#### SUPPLIED TEXT ####

Hydro-geological Survey

A hydro-geological survey is an investigation of the hydro-logic and geologic parameters at the subsurface level in a particular area. Hydro-geological maps may be formulated with the data gathered during such a study. It involves the detailed evaluation of the water-bearing levels of rocks and their capability for filtration. Moreover, the intrinsic ability of these rocks to either store or resist water is also assessed.  The pressure, type and quality of the underground water is noted, delving into the intensity of the water flow through pores or fractures. Find some meanings of the common terms used in geology in Glossary.

Glossary

A. Aquifer: A subsurface rock or sediment unit that is porous and permeable and contains water. In an aquifer these characteristics are highly developed: useful quantities of water are stored and transmitted

B. Confined: An aquifer that is bounded above and below by impermeable rock or layers of sediments. There may or may not be enough pressure in the aquifer to make it an ‘artesian aquifer (piezometric level above ground level)
C. Perched: Usually, an unconfined aquifer that is resting on an impermeable layer of limited extent surrounded by permeable formations or surmounting another unconfined aquifer.
D. Unconfined: The water in this aquifer is under atmospheric pressure. This kind of aquifer is replenished by rainfall in the area of its watershed or by infiltration from a river
E. Bedrock: Solid rock present beneath any soil, sediment or other surface cover. In some locations it may be exposed on the surface of the Earth
F. Formation: A laterally continuous rock unit with a distinctive set of characteristics that make it possible to recognize and map from one outcrop or well to another. The basic rock unit of stratigraphy.
G. Host: The rock formation containing the water. The rock and the water together form an aquifer.
H. Fracture: Any local separation or discontinuity plane in a geologic formation, such as a joint or a fault that divides the rock into two or more pieces. Fractures are commonly caused by mechanical stress exceeding the rock strength

 

TYPES OF GEOLOGICAL FORMATION

A) Perched aquifers

A perched aquifer is normally limited in size and lies on an impervious layer higher than the area’s general water table.

 

B)             Shallow unconfined aquifers

The term ‘unconfined’ refers to an aquifer within which the water is open to atmospheric pressure: the so called piezometric surface (pressure head level) is the same as the static water level (SWL) in the borehole.

C)             Confined aquifers

A ‘confined’ aquifer may hold groundwater under greater pressure, so that when punctured by a borehole, the SWL rises to the higher piezometric level. If the piezometric surface happens to be above ground level (which is not common), water will flow out of the borehole by itself: this is known as ‘artesian water.’

D)            Fracture zone

Fracture zones develop during geological times as a result of the severe mechanical stress, caused by tectonic movements, that is exerted on non-plastic formations.

  1. E) Hydro-geological basement

In this situation, it is a waste of time and money to extend a deep borehole into the metamorphic basement, which is generally known as the ‘hydro-geological basement’ or ‘bedrock.’ The bedrock marks the level below which groundwater is not likely to be found.

The Importance of Hydro-geological Surveying

A hydro-geological survey is done to determine the underground water level. Hydro-geological surveying is conducted prior to drilling a borewell in order to ascertain the quality and quantity of water available at a particular location. It has been well established that underground water is a better source of drinking water than surface water. This is due to the following reasons:

  1. Lower chances of pollution, especially if it is at least twenty meters away from the sanitary work.
  2. Water becomes naturally purified as it flows through sand and stone.

####

(EXERCISE 1) Using the hydro-geological survey text, decide whether each statement agrees with it: (a) a perched aquifer lies on an impervious layer above the area's general water table; (b) the water in an unconfined aquifer is held above atmospheric pressure; (c) a piezometric surface above ground level is a common occurrence. Answer yes or no for each and quote the words of the text that settle it.
(EXERCISE 2) State how many lines of the records contain the string "towel". Give only the number.
The records are unrelated to the text.

#### DATASET ENTRIES ####

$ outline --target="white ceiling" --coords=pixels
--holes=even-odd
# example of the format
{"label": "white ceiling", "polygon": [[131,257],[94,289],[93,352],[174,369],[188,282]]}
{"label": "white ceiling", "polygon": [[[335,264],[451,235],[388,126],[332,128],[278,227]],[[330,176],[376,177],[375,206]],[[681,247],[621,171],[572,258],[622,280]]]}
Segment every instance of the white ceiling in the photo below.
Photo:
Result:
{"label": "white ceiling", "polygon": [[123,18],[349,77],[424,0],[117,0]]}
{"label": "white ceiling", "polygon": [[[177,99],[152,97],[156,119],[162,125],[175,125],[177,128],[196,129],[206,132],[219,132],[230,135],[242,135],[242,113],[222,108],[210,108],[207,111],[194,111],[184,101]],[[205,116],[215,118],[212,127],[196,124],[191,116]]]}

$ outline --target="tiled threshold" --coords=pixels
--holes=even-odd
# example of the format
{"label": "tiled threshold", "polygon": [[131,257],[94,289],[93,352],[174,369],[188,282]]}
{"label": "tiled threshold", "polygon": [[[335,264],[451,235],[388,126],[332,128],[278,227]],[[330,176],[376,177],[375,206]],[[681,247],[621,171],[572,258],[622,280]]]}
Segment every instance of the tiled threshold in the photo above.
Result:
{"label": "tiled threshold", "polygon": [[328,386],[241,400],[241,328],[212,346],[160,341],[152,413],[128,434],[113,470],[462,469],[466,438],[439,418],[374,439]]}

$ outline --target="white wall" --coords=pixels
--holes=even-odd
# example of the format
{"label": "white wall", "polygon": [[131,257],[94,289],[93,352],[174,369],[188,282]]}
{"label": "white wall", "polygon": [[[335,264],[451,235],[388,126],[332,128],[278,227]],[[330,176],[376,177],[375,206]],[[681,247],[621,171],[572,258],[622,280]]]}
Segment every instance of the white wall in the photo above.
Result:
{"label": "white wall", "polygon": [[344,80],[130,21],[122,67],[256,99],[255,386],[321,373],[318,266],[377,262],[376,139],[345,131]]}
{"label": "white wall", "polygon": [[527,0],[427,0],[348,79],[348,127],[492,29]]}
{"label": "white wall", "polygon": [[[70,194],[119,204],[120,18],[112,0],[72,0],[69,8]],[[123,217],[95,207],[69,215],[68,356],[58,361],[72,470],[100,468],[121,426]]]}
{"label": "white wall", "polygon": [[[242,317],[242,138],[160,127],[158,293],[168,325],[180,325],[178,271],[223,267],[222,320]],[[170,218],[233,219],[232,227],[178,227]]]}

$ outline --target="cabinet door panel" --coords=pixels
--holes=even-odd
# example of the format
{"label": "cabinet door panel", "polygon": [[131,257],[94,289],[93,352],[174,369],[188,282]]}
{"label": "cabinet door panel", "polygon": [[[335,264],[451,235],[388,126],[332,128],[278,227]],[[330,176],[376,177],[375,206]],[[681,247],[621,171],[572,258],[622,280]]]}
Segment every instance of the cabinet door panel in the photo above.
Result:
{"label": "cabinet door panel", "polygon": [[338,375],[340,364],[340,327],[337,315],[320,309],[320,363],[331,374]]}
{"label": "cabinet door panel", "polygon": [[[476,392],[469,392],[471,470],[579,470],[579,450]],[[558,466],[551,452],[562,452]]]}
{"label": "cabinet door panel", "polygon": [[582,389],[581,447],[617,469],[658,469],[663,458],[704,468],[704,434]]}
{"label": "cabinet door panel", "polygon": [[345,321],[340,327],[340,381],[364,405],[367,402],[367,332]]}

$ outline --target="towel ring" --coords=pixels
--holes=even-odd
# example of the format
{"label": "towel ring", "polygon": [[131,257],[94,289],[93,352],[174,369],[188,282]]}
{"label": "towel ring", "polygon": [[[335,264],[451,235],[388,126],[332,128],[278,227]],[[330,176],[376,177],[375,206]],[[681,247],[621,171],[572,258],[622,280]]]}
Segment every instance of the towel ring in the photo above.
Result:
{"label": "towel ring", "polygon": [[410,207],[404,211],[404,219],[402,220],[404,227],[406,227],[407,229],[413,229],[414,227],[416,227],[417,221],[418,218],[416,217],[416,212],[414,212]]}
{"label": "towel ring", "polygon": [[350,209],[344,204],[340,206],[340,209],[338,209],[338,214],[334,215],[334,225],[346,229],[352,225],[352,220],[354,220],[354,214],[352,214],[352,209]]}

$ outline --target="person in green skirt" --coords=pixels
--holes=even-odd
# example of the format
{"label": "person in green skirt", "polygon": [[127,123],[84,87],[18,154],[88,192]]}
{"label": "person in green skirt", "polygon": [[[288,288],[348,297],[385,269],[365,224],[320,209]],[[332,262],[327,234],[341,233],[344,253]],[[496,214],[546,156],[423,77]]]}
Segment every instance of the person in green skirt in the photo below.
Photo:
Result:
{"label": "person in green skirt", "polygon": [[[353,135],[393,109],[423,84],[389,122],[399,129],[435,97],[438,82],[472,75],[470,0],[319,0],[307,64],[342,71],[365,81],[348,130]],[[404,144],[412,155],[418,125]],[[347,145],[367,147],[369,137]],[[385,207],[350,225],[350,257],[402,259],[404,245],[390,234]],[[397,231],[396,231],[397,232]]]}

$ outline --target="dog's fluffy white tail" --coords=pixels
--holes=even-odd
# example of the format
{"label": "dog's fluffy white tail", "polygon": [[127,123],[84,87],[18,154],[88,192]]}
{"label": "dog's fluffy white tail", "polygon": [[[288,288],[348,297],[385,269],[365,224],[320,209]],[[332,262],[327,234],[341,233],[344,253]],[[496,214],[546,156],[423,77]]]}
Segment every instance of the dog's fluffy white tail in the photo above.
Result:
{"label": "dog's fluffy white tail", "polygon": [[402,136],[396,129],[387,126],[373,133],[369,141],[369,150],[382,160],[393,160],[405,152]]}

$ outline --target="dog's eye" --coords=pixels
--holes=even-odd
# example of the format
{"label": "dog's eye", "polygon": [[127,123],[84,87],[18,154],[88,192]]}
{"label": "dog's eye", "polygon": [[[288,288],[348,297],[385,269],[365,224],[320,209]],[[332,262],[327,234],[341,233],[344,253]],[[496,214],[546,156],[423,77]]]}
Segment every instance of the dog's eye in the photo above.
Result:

####

(RESULT 1)
(a) Yes: "lies on an impervious layer higher than the area’s general water table."
(b) No: "The water in this aquifer is under atmospheric pressure."
(c) No: "If the piezometric surface happens to be above ground level (which is not common)"

(RESULT 2) 6